One more thing about Tamar: She was completely nonplused by the effect that her brief breakout had on her humans. She just walked back over to her favorite spot, sat down, looked up and – I promise you – smiled.

Copyright 2007

Tuesday, November 13, 2007

Clear Reflection

There are few people outside my family who have known me all my life, but Paulette is one of them.

I was born in October; she was born the next May. Together with our parents and siblings we spent the vacations of our childhood wandering all over the state, and occasionally over the edges into the adjoining ones, visiting state parks and what we called tourist attractions. Our fathers worked for the same company. We bunked in the same cabins at church camp.

Mama has lots of photographs of us. In nearly every one we have our arms around each other’s shoulders and our faces turned straight toward the camera – sweetly guileless, totally innocent and proudly uninhibited. Happy children.

When we were teenagers, her dad accepted a promotion and a transfer that whisked them out of our daily lives to far-away Mississippi. I rode with them on the trip to scout out houses and it was a great adventure, the farthest west I had ever been. Still is.

The summer after my freshman year in college, there was another trek across the deepest part of the deep south so that I could be one of her bridesmaids. But before I could don my pale blue dotted-Swiss dress and wide-brimmed white hat, we had to climb through the church’s bathroom window because somebody forgot the key. There is, much to our horror at the time and to our delight today, photographic evidence of breaking and entering.

After that hot June afternoon we rarely saw each other. We wore matching yellow dresses when her sister got married a few years later and visited briefly at her grandmother’s 80th birthday party, but beyond that the only contact we had was the occasional Christmas card. While I finished college and law school and came home, she settled in Louisiana, reared two boys and helped her husband start several businesses.

Somewhere along the line they bought a place in Florida, on the Gulf side, and a few months ago, when her parents were visiting mine and as we laughed and reminisced, I found myself responding to a invitation to meet them there by saying, "Just tell me when." So it was that last week I found myself heading west on I-10 to Destin.

One of the great blessings of my life is that I have a lot of friends. Mama likes to tell people that if I decided to make a cross-country car trip I could stay gone a couple of months and never have to stay in a hotel. She is probably right. The last time I counted, I’d stayed overnight in over 60 of my friends’ homes.

You learn a lot of things by doing that, the main one being that the level of psychic comfort you feel while staying in someone else’s home is directly proportional to the depth of your relationship. Let it be said, then, that from the moment I stepped into the house at Destin I felt as comfortable as if I’d been at Sandhill.

I had a lovely couple of days with Paulette’s parents before she joined us on Friday night. Saturday morning she and I, along with her 3-year-old granddaughter Macy, took a walk along the sugar-sand beach. The late-autumn sun was sharply angled across the clear clear water that gives the Emerald Coast its name and, despite the calendar having just turned to November, children played in the water while their parents stretched out in deck chairs, dozing in the sunshine.

Watching Macy chasing and being chased by the waves out of the corners of our eyes, we strolled along the water’s edge and talked. Talked in tones that were slow and easy and cathartic. Talked about things and people from our shared past and from our separate presents. Talked about ourselves, where we had been and who we had become.

That afternoon we said good-bye and promised to get together again soon.

The photos I took on my trip, once developed, will show us, as before, with our arms around each other’s shoulders. The faces, though, will be different. No longer guileless or innocent or uninhibited. No longer the smooth faces of children, but the sculpted faces of women. Women who understand that – in the midst of a world that doesn’t always reward that which is authentic – one can always find a clear reflection, an undistorted image of who she is in the mirror of a friend.

┄┄┄┄┄┄┄┄┄┄

Task description:
Answer these about the essay "Clear Reflection" above:
(a) In what month was Paulette born?
(b) To which state did her family move when the two were teenagers?
(c) How old was Paulette's granddaughter Macy?

Data block:

┄┄┄┄┄┄┄┄┄┄

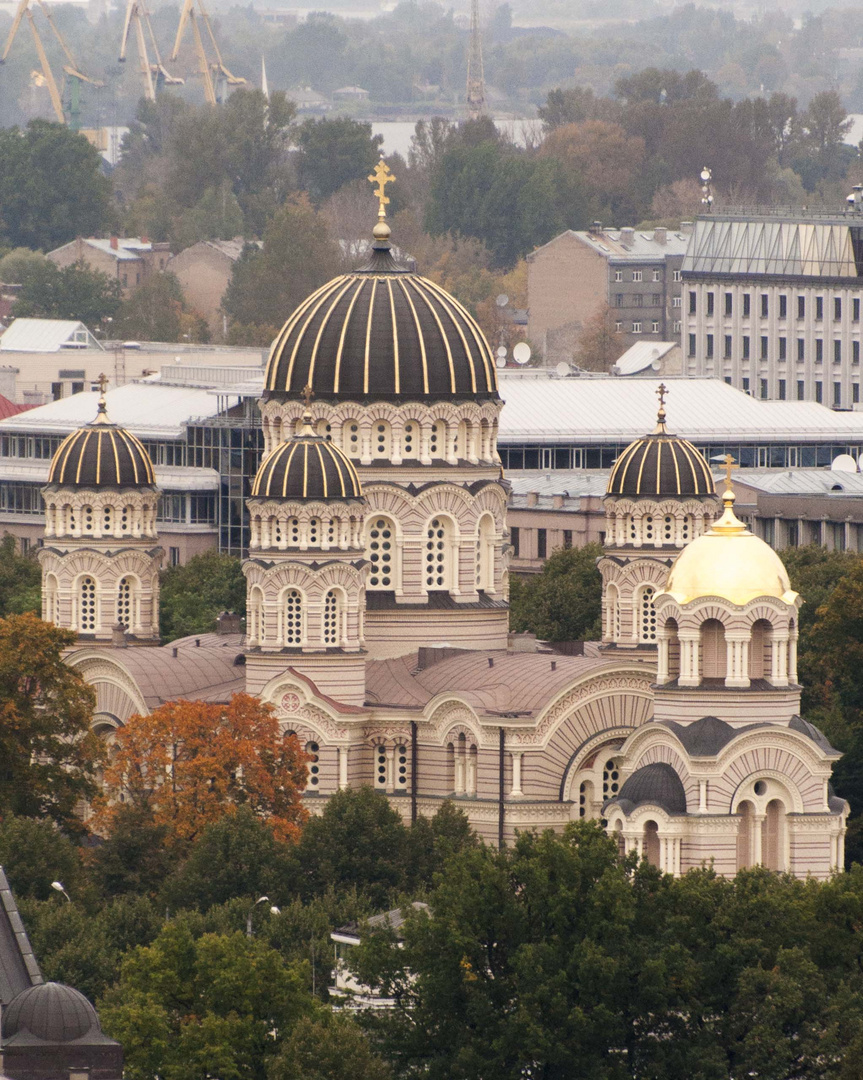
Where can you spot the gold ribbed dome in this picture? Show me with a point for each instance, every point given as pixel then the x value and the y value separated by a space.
pixel 729 562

┄┄┄┄┄┄┄┄┄┄

Response:
(a) May
(b) Mississippi
(c) 3 years old